===== DATA FOR THIS TASK

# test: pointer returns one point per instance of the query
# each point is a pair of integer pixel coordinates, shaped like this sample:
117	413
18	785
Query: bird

==========

▶ **EXERCISE**:
Can you give every line of the items again with "instance" replaced by "occurrence" and everything else unchanged?

▶ **SOLUTION TO THIS EXERCISE**:
# test: pointer returns one point per occurrence of the query
# each point is a pair of integer pixel coordinates, shaped like this sample:
117	413
18	785
Query: bird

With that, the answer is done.